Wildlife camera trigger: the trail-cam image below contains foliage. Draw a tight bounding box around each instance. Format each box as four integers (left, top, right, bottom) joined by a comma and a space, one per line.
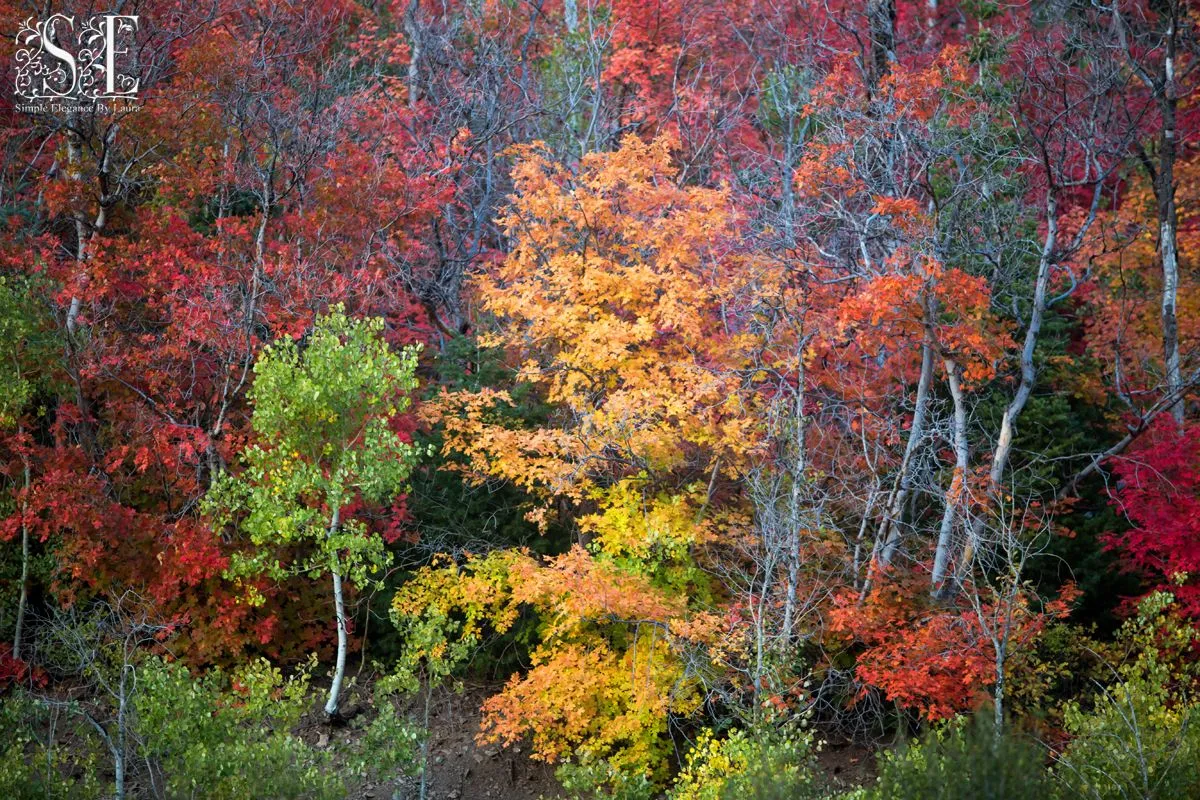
1056, 593, 1200, 800
668, 721, 824, 800
206, 308, 416, 600
863, 715, 1058, 800
134, 661, 344, 800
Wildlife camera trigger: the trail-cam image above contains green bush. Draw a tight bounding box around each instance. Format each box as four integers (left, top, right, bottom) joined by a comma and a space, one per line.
1056, 593, 1200, 800
860, 716, 1058, 800
670, 723, 823, 800
134, 660, 346, 800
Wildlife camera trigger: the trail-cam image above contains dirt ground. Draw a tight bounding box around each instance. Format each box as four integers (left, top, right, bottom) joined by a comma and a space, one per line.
299, 687, 563, 800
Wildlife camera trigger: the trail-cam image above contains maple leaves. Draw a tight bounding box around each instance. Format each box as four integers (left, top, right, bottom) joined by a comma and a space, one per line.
1108, 419, 1200, 616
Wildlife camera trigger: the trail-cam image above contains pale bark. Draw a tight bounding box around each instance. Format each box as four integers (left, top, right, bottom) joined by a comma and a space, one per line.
12, 441, 31, 658
325, 507, 349, 717
931, 357, 970, 594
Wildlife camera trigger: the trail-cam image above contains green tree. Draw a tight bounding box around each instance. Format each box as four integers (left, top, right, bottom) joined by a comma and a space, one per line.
208, 306, 419, 716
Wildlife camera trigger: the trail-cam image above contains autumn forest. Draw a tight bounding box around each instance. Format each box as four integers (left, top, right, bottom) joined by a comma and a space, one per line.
0, 0, 1200, 800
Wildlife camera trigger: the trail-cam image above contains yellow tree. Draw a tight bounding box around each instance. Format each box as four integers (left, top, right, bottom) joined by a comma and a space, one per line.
415, 137, 761, 775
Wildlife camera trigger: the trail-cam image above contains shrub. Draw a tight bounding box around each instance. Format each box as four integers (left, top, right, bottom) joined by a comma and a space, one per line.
670, 723, 822, 800
864, 716, 1056, 800
134, 660, 344, 800
1056, 593, 1200, 800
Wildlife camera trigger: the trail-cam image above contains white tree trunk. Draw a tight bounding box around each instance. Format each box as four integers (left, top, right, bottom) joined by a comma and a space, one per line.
931, 359, 970, 595
325, 509, 349, 717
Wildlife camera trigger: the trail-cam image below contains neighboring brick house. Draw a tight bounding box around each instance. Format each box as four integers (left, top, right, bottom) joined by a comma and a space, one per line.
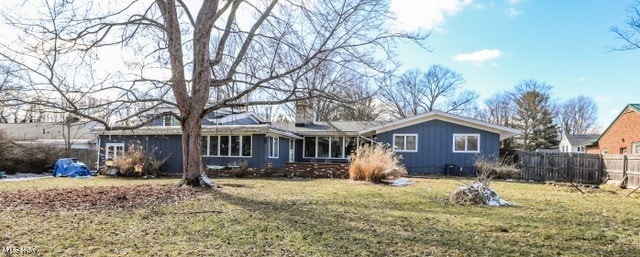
586, 104, 640, 154
558, 134, 600, 153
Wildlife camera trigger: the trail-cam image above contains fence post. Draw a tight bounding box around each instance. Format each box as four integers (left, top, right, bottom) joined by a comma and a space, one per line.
567, 153, 576, 182
622, 154, 629, 188
540, 153, 548, 181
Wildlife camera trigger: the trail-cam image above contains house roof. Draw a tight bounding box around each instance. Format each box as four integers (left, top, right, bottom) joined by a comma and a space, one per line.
0, 122, 98, 142
565, 134, 600, 146
92, 124, 302, 139
359, 111, 521, 140
584, 104, 640, 145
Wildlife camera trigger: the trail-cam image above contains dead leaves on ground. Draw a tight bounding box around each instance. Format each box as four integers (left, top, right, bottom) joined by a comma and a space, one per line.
0, 184, 203, 211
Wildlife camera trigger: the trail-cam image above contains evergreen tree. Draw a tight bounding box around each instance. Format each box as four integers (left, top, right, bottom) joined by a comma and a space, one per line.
514, 80, 559, 150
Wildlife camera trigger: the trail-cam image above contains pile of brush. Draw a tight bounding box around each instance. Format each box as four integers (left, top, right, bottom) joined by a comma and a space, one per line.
451, 154, 511, 206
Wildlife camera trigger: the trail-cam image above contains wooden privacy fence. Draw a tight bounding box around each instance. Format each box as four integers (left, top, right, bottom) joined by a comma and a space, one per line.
518, 152, 606, 184
518, 152, 640, 187
602, 154, 640, 187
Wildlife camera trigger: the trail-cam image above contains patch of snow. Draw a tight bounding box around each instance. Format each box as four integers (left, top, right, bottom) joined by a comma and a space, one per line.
0, 173, 53, 182
391, 178, 413, 187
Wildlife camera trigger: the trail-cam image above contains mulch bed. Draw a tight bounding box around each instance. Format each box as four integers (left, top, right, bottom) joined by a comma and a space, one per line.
0, 184, 204, 212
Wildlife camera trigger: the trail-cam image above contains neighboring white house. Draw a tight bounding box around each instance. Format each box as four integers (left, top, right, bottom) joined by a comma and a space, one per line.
558, 134, 600, 153
0, 122, 98, 150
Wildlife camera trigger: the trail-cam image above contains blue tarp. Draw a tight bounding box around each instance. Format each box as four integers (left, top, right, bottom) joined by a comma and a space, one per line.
53, 158, 91, 178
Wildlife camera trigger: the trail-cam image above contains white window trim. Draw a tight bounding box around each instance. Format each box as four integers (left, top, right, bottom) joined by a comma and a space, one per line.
392, 134, 418, 153
104, 143, 125, 160
202, 135, 253, 158
267, 136, 280, 159
162, 115, 180, 127
302, 136, 360, 160
451, 134, 481, 153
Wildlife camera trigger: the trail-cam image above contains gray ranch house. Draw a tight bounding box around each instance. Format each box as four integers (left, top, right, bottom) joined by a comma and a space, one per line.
94, 105, 519, 175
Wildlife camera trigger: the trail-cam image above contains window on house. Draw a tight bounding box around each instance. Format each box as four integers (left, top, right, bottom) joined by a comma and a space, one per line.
200, 137, 209, 156
162, 116, 180, 127
202, 136, 251, 157
393, 134, 418, 152
104, 143, 124, 160
220, 136, 229, 156
267, 137, 280, 158
229, 136, 240, 156
209, 136, 220, 156
304, 137, 316, 158
631, 142, 640, 154
303, 137, 358, 159
331, 137, 344, 158
453, 134, 480, 153
317, 137, 329, 158
344, 137, 358, 157
242, 136, 251, 156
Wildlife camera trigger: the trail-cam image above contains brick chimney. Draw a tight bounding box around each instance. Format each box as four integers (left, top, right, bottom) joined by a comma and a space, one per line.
295, 100, 313, 127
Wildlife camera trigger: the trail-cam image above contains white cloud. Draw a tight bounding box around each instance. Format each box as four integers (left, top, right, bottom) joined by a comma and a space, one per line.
452, 49, 502, 66
507, 7, 522, 17
389, 0, 473, 31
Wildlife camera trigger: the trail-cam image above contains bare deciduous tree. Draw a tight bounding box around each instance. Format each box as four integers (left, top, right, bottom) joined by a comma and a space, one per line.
0, 0, 426, 186
381, 65, 478, 118
611, 1, 640, 51
475, 91, 516, 149
556, 96, 598, 135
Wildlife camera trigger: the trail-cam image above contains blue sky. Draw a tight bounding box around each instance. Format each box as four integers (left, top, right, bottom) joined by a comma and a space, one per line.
391, 0, 640, 127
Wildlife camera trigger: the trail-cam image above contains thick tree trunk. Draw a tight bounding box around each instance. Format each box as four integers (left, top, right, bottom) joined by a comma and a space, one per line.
180, 115, 204, 186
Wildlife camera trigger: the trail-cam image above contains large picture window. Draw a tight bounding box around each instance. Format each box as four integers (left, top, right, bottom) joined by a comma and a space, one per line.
303, 136, 358, 159
393, 134, 418, 152
202, 136, 251, 157
267, 137, 280, 158
453, 134, 480, 153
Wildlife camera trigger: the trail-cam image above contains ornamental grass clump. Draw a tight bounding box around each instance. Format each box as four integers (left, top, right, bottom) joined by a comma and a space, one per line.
349, 144, 407, 183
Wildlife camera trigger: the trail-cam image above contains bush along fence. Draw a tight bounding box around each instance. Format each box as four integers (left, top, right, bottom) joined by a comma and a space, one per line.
518, 151, 640, 187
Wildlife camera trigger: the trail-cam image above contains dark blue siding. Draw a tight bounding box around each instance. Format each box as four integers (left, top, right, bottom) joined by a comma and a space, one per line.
377, 120, 500, 174
202, 135, 266, 169
99, 135, 276, 173
99, 135, 182, 173
264, 137, 289, 168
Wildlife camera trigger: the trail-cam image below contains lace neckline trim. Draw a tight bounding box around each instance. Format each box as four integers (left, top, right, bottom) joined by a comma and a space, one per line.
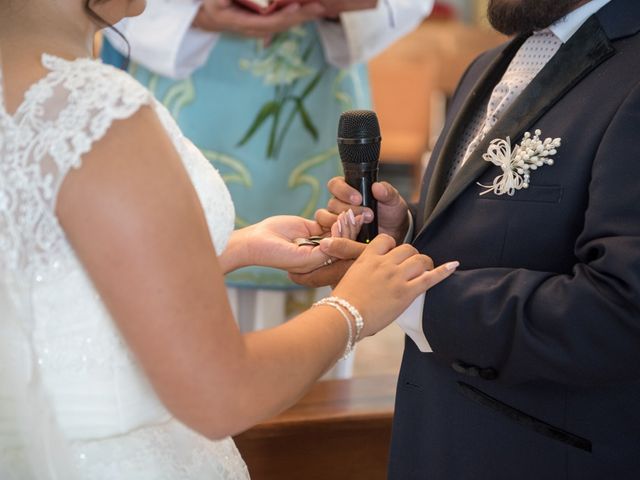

● What is expected: State how many lines of the listing above contain the string "neighboring", matching case exactly, and give only that number.

● Exercise result: 2